SOURCE PASSAGE:
=== Section Start ===

Penny in bed, avacodo toast for breakfast, a trip out to get some small computer speakers for my downstairs workstation with Penny, a trip to BJs to get odds and ends also with Penny, then home again. 

Doggo up again, walk and play and eventually put down again.  This cycle Penny did most of the work with Shelley and for that I was grateful.  It allowed me to play Prince of Persia:  The Crown

I turned the difficulty all the way down and finished the game.  For most of the game, at least 70% of it, I was playing with stock difficulty but at the tail end the boss fights became huge to-dos, the kind of thing you wpend a full hour on, each, memorizing patterns and getting the responses hard wired into your head, see this jump and slash by the boss with the red-eye tell, this means you double jump, then at the tip of your seond jump press the shadow button, then dash, then return to your shadow which gives you some extra hang time and allows you one extra jump and dash, so now you jump and dash for the final .5 seconds of hang time, and you've avoided this attack.  All that for one attack.  The boss will have six or seven of these to memorize and get into your muscle memory.

=== Section End ===

DATA FOR ANALYSIS:
=== Section Start ===

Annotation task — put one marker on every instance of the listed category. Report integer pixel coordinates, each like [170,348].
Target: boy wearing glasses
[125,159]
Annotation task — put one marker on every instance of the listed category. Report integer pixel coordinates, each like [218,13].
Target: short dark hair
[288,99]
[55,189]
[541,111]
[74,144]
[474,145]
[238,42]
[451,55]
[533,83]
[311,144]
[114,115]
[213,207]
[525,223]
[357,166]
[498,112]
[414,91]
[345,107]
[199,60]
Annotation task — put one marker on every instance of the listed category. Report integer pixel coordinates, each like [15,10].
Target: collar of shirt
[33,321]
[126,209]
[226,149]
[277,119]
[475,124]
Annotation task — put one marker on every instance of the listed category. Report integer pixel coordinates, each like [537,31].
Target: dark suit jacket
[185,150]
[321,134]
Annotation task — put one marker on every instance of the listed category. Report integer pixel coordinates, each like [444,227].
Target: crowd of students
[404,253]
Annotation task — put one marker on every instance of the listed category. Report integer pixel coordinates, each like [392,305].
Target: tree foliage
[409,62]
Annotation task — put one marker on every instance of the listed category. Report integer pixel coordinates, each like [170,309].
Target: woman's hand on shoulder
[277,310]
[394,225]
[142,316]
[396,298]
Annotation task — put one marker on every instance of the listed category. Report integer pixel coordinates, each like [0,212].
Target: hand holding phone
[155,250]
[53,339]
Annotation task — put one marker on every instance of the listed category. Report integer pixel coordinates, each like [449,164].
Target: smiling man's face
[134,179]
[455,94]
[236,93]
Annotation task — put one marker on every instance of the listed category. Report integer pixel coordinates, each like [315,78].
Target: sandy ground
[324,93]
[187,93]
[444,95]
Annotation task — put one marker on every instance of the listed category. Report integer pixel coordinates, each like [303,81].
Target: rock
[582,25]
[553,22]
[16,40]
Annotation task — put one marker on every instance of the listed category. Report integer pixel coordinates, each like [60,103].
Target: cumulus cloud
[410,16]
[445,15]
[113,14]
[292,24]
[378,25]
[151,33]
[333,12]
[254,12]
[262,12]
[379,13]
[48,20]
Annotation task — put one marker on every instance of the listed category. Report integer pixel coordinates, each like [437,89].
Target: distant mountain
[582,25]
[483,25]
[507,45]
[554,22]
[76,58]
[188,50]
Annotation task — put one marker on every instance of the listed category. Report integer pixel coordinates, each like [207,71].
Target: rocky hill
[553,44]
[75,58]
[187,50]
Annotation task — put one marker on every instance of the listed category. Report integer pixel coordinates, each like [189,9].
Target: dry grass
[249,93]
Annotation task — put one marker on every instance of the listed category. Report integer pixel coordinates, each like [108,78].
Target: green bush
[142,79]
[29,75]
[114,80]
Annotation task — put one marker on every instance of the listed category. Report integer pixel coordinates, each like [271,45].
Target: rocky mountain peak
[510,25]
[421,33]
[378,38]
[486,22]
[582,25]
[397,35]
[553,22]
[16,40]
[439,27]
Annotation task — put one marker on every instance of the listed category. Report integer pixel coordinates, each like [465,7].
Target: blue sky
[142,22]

=== Section End ===

PROBLEM TO WORK ON: Can you print the part of the blog post starting at "Penny in bed, avacodo" and ending at "then home again."? Rely only on the blog post, not on the entries.

RESULT:
Penny in bed, avacodo toast for breakfast, a trip out to get some small computer speakers for my downstairs workstation with Penny, a trip to BJs to get odds and ends also with Penny, then home again.